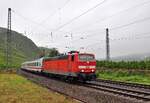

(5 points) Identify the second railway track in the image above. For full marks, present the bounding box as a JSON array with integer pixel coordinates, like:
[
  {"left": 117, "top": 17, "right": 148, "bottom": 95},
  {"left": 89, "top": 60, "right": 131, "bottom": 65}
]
[
  {"left": 84, "top": 81, "right": 150, "bottom": 101},
  {"left": 18, "top": 69, "right": 150, "bottom": 103}
]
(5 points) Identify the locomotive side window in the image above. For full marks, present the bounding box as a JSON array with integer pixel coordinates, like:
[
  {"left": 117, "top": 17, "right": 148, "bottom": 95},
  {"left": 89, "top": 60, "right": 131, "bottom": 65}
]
[
  {"left": 79, "top": 54, "right": 95, "bottom": 61},
  {"left": 71, "top": 55, "right": 74, "bottom": 61}
]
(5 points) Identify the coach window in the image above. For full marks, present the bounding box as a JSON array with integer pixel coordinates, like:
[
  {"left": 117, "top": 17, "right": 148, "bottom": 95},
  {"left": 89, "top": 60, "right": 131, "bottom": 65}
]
[{"left": 71, "top": 55, "right": 74, "bottom": 61}]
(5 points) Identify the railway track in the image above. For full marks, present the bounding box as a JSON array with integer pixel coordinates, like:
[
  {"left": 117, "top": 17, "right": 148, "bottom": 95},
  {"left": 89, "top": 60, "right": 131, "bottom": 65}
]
[
  {"left": 17, "top": 71, "right": 150, "bottom": 103},
  {"left": 84, "top": 79, "right": 150, "bottom": 101},
  {"left": 96, "top": 79, "right": 150, "bottom": 90}
]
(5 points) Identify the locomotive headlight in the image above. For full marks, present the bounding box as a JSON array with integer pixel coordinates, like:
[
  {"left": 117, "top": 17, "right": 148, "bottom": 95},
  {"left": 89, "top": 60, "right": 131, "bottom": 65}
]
[
  {"left": 90, "top": 66, "right": 95, "bottom": 69},
  {"left": 78, "top": 66, "right": 86, "bottom": 69},
  {"left": 81, "top": 69, "right": 84, "bottom": 72}
]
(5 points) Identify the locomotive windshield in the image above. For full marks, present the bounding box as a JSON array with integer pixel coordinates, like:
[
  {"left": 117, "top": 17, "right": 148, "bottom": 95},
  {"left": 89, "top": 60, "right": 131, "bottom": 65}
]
[{"left": 79, "top": 54, "right": 95, "bottom": 61}]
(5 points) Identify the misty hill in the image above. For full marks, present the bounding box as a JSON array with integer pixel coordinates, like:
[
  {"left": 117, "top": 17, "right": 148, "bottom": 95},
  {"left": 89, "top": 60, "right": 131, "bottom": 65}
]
[
  {"left": 111, "top": 53, "right": 150, "bottom": 61},
  {"left": 0, "top": 28, "right": 39, "bottom": 65}
]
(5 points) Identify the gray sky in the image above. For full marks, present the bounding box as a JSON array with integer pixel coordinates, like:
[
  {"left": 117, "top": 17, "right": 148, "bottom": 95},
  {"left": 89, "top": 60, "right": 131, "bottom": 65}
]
[{"left": 0, "top": 0, "right": 150, "bottom": 58}]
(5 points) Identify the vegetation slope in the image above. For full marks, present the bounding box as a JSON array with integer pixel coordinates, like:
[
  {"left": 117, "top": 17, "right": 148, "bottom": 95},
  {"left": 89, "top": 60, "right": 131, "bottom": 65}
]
[{"left": 0, "top": 28, "right": 39, "bottom": 67}]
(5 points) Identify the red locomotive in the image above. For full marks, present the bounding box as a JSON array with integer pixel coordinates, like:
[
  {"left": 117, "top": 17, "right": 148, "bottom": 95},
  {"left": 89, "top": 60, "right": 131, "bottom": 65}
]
[{"left": 22, "top": 51, "right": 96, "bottom": 80}]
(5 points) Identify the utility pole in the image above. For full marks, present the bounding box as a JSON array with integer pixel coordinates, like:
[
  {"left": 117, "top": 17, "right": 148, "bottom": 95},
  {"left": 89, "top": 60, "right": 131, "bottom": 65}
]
[
  {"left": 6, "top": 8, "right": 12, "bottom": 67},
  {"left": 106, "top": 28, "right": 110, "bottom": 61}
]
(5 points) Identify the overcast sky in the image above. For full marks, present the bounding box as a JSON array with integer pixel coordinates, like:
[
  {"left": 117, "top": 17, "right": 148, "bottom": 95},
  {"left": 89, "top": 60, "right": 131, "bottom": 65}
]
[{"left": 0, "top": 0, "right": 150, "bottom": 58}]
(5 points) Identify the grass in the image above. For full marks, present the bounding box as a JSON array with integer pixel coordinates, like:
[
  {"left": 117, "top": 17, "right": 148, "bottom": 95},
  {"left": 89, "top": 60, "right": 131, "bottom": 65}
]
[
  {"left": 97, "top": 60, "right": 150, "bottom": 70},
  {"left": 97, "top": 71, "right": 150, "bottom": 85},
  {"left": 0, "top": 74, "right": 75, "bottom": 103}
]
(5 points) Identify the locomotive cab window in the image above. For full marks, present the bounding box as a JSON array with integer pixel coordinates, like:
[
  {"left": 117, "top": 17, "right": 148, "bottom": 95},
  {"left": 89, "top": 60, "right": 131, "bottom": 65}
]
[
  {"left": 71, "top": 55, "right": 74, "bottom": 61},
  {"left": 79, "top": 54, "right": 95, "bottom": 61}
]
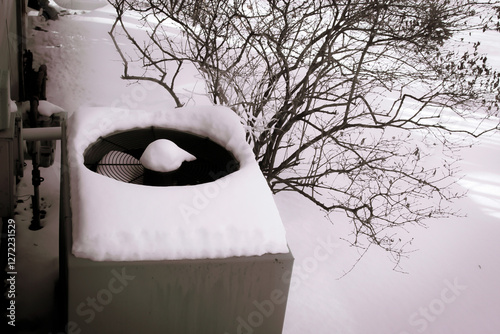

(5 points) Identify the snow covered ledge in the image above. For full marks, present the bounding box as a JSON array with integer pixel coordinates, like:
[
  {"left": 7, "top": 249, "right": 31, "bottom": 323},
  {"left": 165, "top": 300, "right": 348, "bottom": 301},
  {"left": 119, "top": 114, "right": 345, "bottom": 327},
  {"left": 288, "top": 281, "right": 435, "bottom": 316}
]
[{"left": 68, "top": 106, "right": 289, "bottom": 261}]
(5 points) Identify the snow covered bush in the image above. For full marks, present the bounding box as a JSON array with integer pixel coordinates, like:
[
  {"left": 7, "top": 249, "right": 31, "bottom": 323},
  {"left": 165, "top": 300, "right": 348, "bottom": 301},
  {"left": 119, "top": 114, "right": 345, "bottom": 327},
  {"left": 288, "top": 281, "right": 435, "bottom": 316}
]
[{"left": 109, "top": 0, "right": 500, "bottom": 259}]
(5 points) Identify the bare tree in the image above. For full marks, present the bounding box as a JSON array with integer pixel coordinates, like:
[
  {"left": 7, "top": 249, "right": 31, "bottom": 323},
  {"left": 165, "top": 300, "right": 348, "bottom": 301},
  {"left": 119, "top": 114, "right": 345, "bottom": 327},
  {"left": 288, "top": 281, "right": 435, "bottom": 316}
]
[{"left": 110, "top": 0, "right": 500, "bottom": 266}]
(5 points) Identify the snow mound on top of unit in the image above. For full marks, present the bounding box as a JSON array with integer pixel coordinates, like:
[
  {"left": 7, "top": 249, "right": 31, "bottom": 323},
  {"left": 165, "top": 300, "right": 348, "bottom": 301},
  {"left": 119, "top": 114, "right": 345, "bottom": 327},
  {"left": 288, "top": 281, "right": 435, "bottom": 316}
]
[
  {"left": 68, "top": 106, "right": 289, "bottom": 261},
  {"left": 140, "top": 139, "right": 196, "bottom": 173}
]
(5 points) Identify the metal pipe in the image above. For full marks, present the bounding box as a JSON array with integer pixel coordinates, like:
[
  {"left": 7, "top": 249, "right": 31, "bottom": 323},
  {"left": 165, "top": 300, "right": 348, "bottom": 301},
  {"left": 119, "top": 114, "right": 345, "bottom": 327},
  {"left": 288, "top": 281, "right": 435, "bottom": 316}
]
[{"left": 22, "top": 126, "right": 62, "bottom": 141}]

# Your goal:
Your task is to retype all the entries exactly and leave out any pictures.

# Output for this task:
(5 points) Identify the second railway track in the image above. For full marks, present the bounding box as a JSON array with integer pixel coordinates, like:
[
  {"left": 117, "top": 17, "right": 148, "bottom": 95},
  {"left": 89, "top": 60, "right": 131, "bottom": 65}
]
[
  {"left": 84, "top": 81, "right": 150, "bottom": 101},
  {"left": 18, "top": 69, "right": 150, "bottom": 103}
]
(5 points) Identify the locomotive side window in the image above. For full marks, present the bounding box as a JSON array with integer pixel coordinates, like:
[
  {"left": 117, "top": 17, "right": 148, "bottom": 95},
  {"left": 89, "top": 60, "right": 131, "bottom": 65}
]
[
  {"left": 79, "top": 54, "right": 95, "bottom": 61},
  {"left": 71, "top": 55, "right": 74, "bottom": 61}
]
(5 points) Identify the coach window in the image above. For full marks, present the bounding box as a JSON array with integer pixel coordinates, like:
[
  {"left": 117, "top": 17, "right": 148, "bottom": 95},
  {"left": 89, "top": 60, "right": 131, "bottom": 65}
]
[{"left": 71, "top": 55, "right": 74, "bottom": 61}]
(5 points) Identify the railway track in the image above. For full marks, present the bounding box as a JSON array with integer pixel coordinates, like:
[
  {"left": 117, "top": 17, "right": 148, "bottom": 95},
  {"left": 89, "top": 60, "right": 131, "bottom": 65}
]
[
  {"left": 17, "top": 71, "right": 150, "bottom": 103},
  {"left": 84, "top": 79, "right": 150, "bottom": 101},
  {"left": 96, "top": 79, "right": 150, "bottom": 90}
]
(5 points) Identify the locomotive headlight in the image above. For full marks, present the bounding box as a JSON array with integer pixel coordinates, like:
[
  {"left": 117, "top": 17, "right": 148, "bottom": 95},
  {"left": 89, "top": 60, "right": 131, "bottom": 65}
]
[
  {"left": 90, "top": 66, "right": 95, "bottom": 69},
  {"left": 78, "top": 66, "right": 86, "bottom": 69},
  {"left": 81, "top": 69, "right": 84, "bottom": 72}
]
(5 points) Identify the locomotive windshield in the image above. For full marks, present the bounding box as a JSON array with integer pixel coordinates, like:
[
  {"left": 117, "top": 17, "right": 148, "bottom": 95},
  {"left": 89, "top": 60, "right": 131, "bottom": 65}
]
[{"left": 79, "top": 54, "right": 95, "bottom": 61}]
(5 points) Identify the misty hill in the image above. For full marks, present the bounding box as a JSON array with integer pixel coordinates, like:
[
  {"left": 117, "top": 17, "right": 148, "bottom": 95},
  {"left": 89, "top": 60, "right": 131, "bottom": 65}
]
[
  {"left": 111, "top": 53, "right": 150, "bottom": 61},
  {"left": 0, "top": 28, "right": 39, "bottom": 65}
]
(5 points) Identify the gray sky in the image above. For full marks, present the bounding box as a JSON array with integer pixel coordinates, like:
[
  {"left": 117, "top": 17, "right": 148, "bottom": 95},
  {"left": 89, "top": 60, "right": 131, "bottom": 65}
]
[{"left": 0, "top": 0, "right": 150, "bottom": 58}]
(5 points) Identify the vegetation slope in the image above. For full marks, present the bounding box as a JSON array with integer pixel coordinates, like:
[
  {"left": 117, "top": 17, "right": 148, "bottom": 95},
  {"left": 89, "top": 60, "right": 131, "bottom": 65}
]
[{"left": 0, "top": 28, "right": 39, "bottom": 67}]
(5 points) Identify the red locomotive in the image above. For full marks, present the bounding box as a JSON array with integer pixel coordinates, like:
[
  {"left": 117, "top": 17, "right": 148, "bottom": 95},
  {"left": 89, "top": 60, "right": 131, "bottom": 65}
]
[{"left": 22, "top": 51, "right": 96, "bottom": 80}]
(5 points) Identify the utility pole in the image above. For full marks, present the bounding box as a JSON array with integer pixel coordinates, like:
[
  {"left": 117, "top": 17, "right": 148, "bottom": 95},
  {"left": 89, "top": 60, "right": 131, "bottom": 65}
]
[
  {"left": 6, "top": 8, "right": 12, "bottom": 67},
  {"left": 106, "top": 28, "right": 110, "bottom": 61}
]
(5 points) Identify the overcast sky in the image above. For full marks, present the bounding box as a JSON array with integer pixel coordinates, like:
[
  {"left": 117, "top": 17, "right": 148, "bottom": 95},
  {"left": 89, "top": 60, "right": 131, "bottom": 65}
]
[{"left": 0, "top": 0, "right": 150, "bottom": 58}]
(5 points) Identify the grass in the image above. For full marks, present the bounding box as a JSON array with integer pixel coordinates, like:
[
  {"left": 117, "top": 17, "right": 148, "bottom": 95},
  {"left": 89, "top": 60, "right": 131, "bottom": 65}
]
[
  {"left": 97, "top": 60, "right": 150, "bottom": 70},
  {"left": 97, "top": 71, "right": 150, "bottom": 85},
  {"left": 0, "top": 74, "right": 75, "bottom": 103}
]
(5 points) Identify the locomotive cab window in the image above. For full marks, present the bounding box as a JSON array with integer pixel coordinates, like:
[
  {"left": 117, "top": 17, "right": 148, "bottom": 95},
  {"left": 89, "top": 60, "right": 131, "bottom": 65}
]
[
  {"left": 71, "top": 55, "right": 74, "bottom": 61},
  {"left": 79, "top": 54, "right": 95, "bottom": 61}
]

(5 points) Identify the snow covered ledge in the image above. For full marks, present the bounding box as a JSON array with integer pixel coordinates, like:
[
  {"left": 7, "top": 249, "right": 31, "bottom": 323},
  {"left": 165, "top": 300, "right": 348, "bottom": 301},
  {"left": 119, "top": 114, "right": 345, "bottom": 327},
  {"left": 288, "top": 281, "right": 435, "bottom": 316}
]
[{"left": 68, "top": 106, "right": 289, "bottom": 261}]
(5 points) Identify the snow covered bush in the image above. For full marks, present the bounding box as a JSON array with integer pixel coordinates, like:
[
  {"left": 7, "top": 249, "right": 31, "bottom": 323},
  {"left": 165, "top": 300, "right": 348, "bottom": 301},
  {"left": 119, "top": 114, "right": 345, "bottom": 327},
  {"left": 288, "top": 281, "right": 435, "bottom": 316}
]
[{"left": 109, "top": 0, "right": 500, "bottom": 259}]
(5 points) Identify the bare tree in the image above. For full marks, present the bounding box as a JSON array with integer pixel coordinates, like:
[
  {"left": 7, "top": 249, "right": 31, "bottom": 323},
  {"left": 165, "top": 300, "right": 348, "bottom": 301},
  {"left": 119, "top": 114, "right": 345, "bottom": 327},
  {"left": 288, "top": 281, "right": 435, "bottom": 316}
]
[{"left": 110, "top": 0, "right": 500, "bottom": 266}]
(5 points) Identify the snow mound on top of unit in the image above. For full marks, present the bounding box as a JSON array with integer pixel coordinates, like:
[
  {"left": 7, "top": 249, "right": 31, "bottom": 323},
  {"left": 165, "top": 300, "right": 348, "bottom": 301},
  {"left": 119, "top": 114, "right": 345, "bottom": 327},
  {"left": 288, "top": 281, "right": 435, "bottom": 316}
]
[
  {"left": 68, "top": 106, "right": 289, "bottom": 261},
  {"left": 140, "top": 139, "right": 196, "bottom": 173}
]
(5 points) Identify the metal pipe in the image above. For full marks, present the bounding box as a JSON array with integer pixel coordinates, like:
[
  {"left": 7, "top": 249, "right": 31, "bottom": 323},
  {"left": 165, "top": 300, "right": 348, "bottom": 301},
  {"left": 119, "top": 114, "right": 345, "bottom": 327},
  {"left": 288, "top": 281, "right": 435, "bottom": 316}
]
[{"left": 22, "top": 126, "right": 62, "bottom": 141}]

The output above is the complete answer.